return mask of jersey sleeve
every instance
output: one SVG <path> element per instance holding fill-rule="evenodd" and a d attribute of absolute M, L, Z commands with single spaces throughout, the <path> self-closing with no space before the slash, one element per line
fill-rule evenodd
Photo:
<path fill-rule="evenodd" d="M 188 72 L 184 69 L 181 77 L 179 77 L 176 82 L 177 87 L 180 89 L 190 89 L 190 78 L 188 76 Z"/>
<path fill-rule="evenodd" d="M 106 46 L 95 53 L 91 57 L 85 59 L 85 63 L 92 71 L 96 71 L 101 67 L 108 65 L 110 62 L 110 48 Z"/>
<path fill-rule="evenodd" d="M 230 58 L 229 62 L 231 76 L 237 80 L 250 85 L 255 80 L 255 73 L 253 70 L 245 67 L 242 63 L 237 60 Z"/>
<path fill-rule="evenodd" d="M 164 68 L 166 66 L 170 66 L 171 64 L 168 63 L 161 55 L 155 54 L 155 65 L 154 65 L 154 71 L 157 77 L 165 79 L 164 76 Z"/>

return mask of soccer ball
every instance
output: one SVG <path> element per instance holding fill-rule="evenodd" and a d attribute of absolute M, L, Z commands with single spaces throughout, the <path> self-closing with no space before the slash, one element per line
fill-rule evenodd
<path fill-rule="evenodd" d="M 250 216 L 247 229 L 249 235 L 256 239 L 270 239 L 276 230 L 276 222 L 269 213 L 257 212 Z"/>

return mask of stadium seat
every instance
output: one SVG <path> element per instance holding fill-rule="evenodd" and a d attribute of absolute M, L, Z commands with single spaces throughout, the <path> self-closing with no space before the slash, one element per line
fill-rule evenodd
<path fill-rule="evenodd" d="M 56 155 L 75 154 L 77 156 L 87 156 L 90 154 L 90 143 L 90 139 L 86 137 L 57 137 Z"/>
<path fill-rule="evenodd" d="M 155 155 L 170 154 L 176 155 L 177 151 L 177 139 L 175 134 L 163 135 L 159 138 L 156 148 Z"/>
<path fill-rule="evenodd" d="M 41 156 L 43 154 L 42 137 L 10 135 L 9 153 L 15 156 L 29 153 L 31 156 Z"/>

━━━━━━━━━━━━━━━━━━━━━━━━━━━━━━

__YOUR ASSIGNMENT__: Take from the material above every line that includes the word "mask".

__ANSWER BOX__:
return mask of jersey sleeve
return mask of soccer ball
return mask of stadium seat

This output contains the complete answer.